Aufgabe 1 ->
Beantworte zum Text über das Album von TORMAN MAXT diese Fragen:
(a) Auf welcher Art von Seite landete die Person zuerst?
(b) Welche zwei Titel standen bei den Werbelinks?
(c) Was stellt die Band außer dem Album noch gratis zum Download bereit?
==========
Ich
weiß gar nicht mehr, was ich neulich eigentlich genau im Internet gesucht
habe; irgendwann kam ich jedenfalls auf eine Preisvergleichs-Seite und bei
den Werbelinks las ich etwas von "2112" und "Operation: Mindcrime". Aaah,
nicht schlecht! Also flugs dem Link gefolgt, und so landete ich auf der Bandhomepage
von TORMAN MAXT, die ihr neues Album als eine Mischung aus eben diesen beiden
Über-Scheiben anpreisen. Und um dem Ganzen die Krone aufzusetzen, stellt
die Band dieses Album inclusive Artwork und Texten auch noch gratis zum Download
bereit! Neugierig geworden lud ich mir das Komplettpaket herunter, und nach
ein paar Hördurchläufen und einem erneuten Besuch der Bandhomepage
war klar: Wieder einmal ein Fall fürs Zine with no Name.
==========
Aufgabe 2 ->
Schreib die Zeilen in den Datensätzen ab der Zeile mit "Locate the sofa back" bis zum Ende der Datensätze, beide eingeschlossen, als nummerierte Liste um und lass Leerzeilen weg.

Vorhandene Daten ->
==========
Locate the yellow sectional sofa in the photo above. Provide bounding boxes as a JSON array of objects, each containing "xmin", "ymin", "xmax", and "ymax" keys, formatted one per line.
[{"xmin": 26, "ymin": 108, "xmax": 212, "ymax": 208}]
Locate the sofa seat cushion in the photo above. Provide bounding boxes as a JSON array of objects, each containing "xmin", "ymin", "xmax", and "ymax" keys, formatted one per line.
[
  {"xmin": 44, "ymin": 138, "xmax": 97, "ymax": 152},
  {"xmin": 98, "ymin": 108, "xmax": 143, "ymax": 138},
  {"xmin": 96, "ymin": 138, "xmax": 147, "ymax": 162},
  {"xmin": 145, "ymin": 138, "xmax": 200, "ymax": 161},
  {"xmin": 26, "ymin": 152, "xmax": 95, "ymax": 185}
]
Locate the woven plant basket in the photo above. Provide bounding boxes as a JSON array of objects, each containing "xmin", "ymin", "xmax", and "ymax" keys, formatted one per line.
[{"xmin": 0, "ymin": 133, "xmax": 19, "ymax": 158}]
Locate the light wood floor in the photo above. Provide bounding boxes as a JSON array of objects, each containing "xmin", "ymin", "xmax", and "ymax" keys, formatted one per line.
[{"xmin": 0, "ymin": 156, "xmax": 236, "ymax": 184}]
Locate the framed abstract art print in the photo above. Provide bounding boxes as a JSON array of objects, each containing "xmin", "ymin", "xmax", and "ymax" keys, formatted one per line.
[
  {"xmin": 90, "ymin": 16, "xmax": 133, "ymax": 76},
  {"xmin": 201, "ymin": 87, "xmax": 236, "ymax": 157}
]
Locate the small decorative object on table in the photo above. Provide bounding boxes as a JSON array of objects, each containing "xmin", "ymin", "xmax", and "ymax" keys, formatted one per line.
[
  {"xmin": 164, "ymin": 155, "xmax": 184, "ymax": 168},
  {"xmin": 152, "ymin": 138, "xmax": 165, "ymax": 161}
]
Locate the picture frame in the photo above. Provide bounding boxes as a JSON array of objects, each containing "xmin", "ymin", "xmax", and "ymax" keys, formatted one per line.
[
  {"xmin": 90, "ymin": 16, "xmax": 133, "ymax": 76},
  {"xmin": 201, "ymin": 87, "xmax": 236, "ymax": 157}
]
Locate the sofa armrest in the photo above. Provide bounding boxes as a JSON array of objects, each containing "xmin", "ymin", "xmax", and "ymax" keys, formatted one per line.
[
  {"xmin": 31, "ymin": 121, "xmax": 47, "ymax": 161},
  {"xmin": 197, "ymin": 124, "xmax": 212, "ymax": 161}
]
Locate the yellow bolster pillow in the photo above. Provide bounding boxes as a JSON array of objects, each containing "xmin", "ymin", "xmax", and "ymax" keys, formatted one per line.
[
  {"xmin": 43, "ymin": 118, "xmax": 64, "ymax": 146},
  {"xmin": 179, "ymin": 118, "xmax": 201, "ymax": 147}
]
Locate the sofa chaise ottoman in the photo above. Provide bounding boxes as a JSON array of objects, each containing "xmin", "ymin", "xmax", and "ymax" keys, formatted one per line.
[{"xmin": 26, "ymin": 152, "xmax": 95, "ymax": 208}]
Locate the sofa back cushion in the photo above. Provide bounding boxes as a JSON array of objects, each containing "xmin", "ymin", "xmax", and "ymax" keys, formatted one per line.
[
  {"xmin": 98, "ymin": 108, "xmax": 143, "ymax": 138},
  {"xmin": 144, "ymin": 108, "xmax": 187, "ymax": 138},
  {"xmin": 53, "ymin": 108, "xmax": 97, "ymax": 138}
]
==========
Antwort 1 ->
(a) Auf einer Preisvergleichs-Seite.
(b) "2112" und "Operation: Mindcrime".
(c) Das Artwork und die Texte.

Antwort 2 ->
1. Locate the sofa back cushion in the photo above. Provide bounding boxes as a JSON array of objects, each containing "xmin", "ymin", "xmax", and "ymax" keys, formatted one per line.
2. [
3.   {"xmin": 98, "ymin": 108, "xmax": 143, "ymax": 138},
4.   {"xmin": 144, "ymin": 108, "xmax": 187, "ymax": 138},
5.   {"xmin": 53, "ymin": 108, "xmax": 97, "ymax": 138}
6. ]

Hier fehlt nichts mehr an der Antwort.